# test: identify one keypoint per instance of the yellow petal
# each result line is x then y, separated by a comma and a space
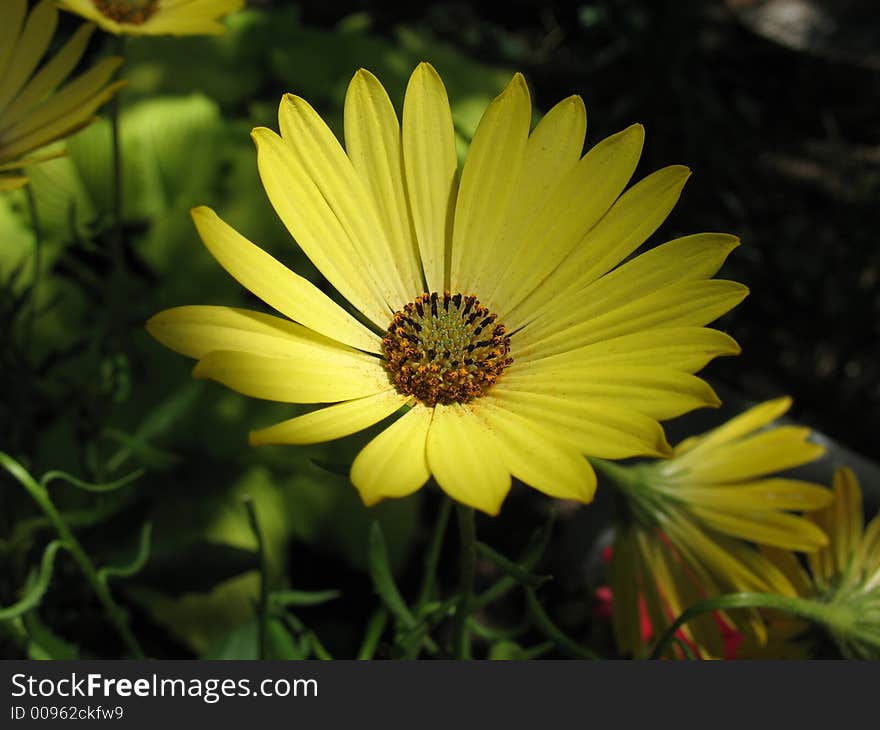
195, 331
737, 427
869, 554
628, 224
790, 566
332, 422
552, 151
14, 12
686, 349
32, 44
373, 143
726, 560
594, 429
319, 233
535, 457
686, 303
700, 555
576, 205
431, 166
315, 376
652, 585
822, 561
680, 590
465, 459
764, 527
488, 182
394, 463
767, 452
65, 111
346, 198
654, 391
283, 290
848, 517
48, 78
685, 259
763, 494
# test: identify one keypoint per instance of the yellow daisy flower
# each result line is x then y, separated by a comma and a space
155, 17
844, 575
492, 309
689, 524
33, 110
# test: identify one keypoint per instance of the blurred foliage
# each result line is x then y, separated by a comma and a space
784, 145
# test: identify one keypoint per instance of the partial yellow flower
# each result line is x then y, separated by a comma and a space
843, 576
688, 525
33, 110
495, 311
155, 17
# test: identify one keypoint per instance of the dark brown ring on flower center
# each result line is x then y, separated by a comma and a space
133, 12
445, 349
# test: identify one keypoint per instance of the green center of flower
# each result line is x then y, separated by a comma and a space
134, 12
444, 348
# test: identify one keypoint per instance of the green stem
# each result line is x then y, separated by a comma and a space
432, 557
531, 556
38, 265
13, 631
546, 626
116, 244
263, 607
821, 613
467, 569
375, 628
41, 497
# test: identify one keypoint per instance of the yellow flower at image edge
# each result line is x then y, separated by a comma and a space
155, 17
33, 110
843, 576
691, 523
498, 316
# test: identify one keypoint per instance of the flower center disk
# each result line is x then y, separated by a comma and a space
135, 12
444, 348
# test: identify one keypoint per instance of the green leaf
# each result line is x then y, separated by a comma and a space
505, 650
515, 570
240, 643
282, 599
37, 585
173, 572
44, 644
281, 644
51, 476
136, 564
383, 581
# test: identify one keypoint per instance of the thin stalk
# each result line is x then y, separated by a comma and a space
375, 628
821, 613
41, 497
263, 606
38, 267
432, 557
467, 572
546, 626
118, 251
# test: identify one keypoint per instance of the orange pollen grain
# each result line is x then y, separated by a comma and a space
133, 12
444, 348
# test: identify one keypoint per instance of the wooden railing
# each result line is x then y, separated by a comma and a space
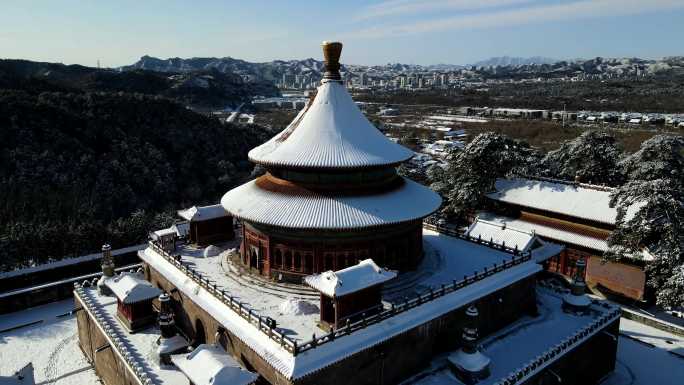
609, 314
411, 303
115, 338
267, 325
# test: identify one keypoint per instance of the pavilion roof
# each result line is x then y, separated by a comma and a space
129, 288
210, 365
331, 132
308, 209
339, 283
565, 198
202, 213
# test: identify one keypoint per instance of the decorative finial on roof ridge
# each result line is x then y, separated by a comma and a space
331, 52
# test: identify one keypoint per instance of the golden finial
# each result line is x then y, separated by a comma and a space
331, 53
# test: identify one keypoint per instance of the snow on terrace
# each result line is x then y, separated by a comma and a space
518, 344
447, 259
142, 345
51, 345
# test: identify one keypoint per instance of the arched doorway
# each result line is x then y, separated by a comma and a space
200, 336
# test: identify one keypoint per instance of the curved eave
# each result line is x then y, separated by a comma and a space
315, 211
330, 133
290, 166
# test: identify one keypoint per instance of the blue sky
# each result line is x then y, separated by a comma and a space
417, 32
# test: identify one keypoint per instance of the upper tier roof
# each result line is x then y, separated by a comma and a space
330, 132
307, 209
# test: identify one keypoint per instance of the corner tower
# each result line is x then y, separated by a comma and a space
331, 195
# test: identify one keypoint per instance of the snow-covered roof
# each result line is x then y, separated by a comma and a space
306, 209
202, 213
210, 365
339, 283
500, 233
562, 198
550, 232
163, 233
129, 288
182, 229
330, 132
294, 367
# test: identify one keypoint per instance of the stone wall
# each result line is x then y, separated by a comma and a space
92, 341
386, 363
588, 363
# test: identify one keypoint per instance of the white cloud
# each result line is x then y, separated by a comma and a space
412, 7
521, 16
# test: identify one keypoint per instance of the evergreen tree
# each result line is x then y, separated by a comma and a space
651, 216
472, 171
656, 187
592, 157
660, 157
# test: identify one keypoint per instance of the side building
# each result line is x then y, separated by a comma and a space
576, 215
394, 293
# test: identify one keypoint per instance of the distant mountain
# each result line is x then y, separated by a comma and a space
80, 169
202, 88
267, 71
505, 61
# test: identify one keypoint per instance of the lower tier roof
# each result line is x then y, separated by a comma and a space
308, 209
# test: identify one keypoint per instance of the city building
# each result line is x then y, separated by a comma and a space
381, 295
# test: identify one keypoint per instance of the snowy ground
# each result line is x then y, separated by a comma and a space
446, 258
643, 357
52, 346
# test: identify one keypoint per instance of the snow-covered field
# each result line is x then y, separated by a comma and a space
52, 346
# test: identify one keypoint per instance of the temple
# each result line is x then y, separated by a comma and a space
330, 276
331, 196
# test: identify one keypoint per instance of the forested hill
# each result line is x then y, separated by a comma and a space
201, 88
79, 169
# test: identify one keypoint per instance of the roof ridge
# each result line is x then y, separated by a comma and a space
566, 182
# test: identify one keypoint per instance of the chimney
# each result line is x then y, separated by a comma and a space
167, 325
331, 53
170, 342
468, 363
577, 301
107, 264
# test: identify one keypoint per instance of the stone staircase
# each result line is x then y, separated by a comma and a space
238, 274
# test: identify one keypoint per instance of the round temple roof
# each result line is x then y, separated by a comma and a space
330, 133
312, 210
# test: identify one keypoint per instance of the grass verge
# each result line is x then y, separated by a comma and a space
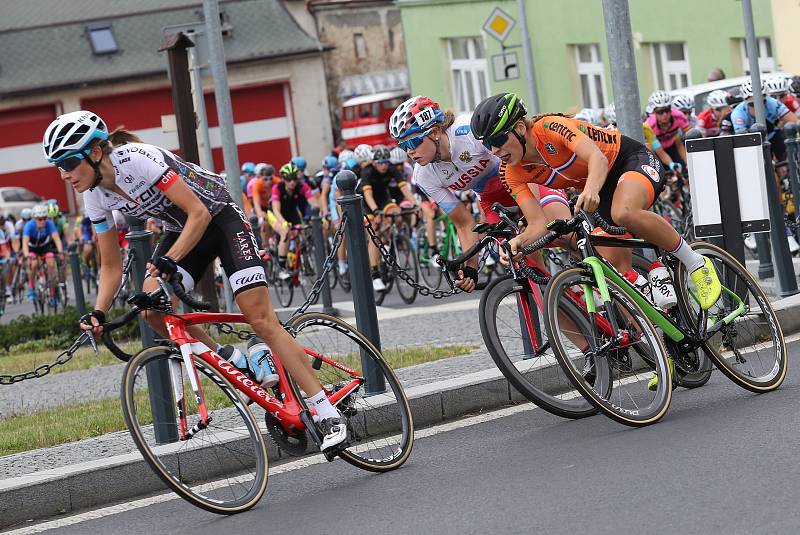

Action item: Only the lines that contain the word "finial" should be copied from the material.

Answer to this exercise:
# test: identify one keypoint per instance of the decorative finial on roof ridge
# test: identify one keypoint per instance of the golden finial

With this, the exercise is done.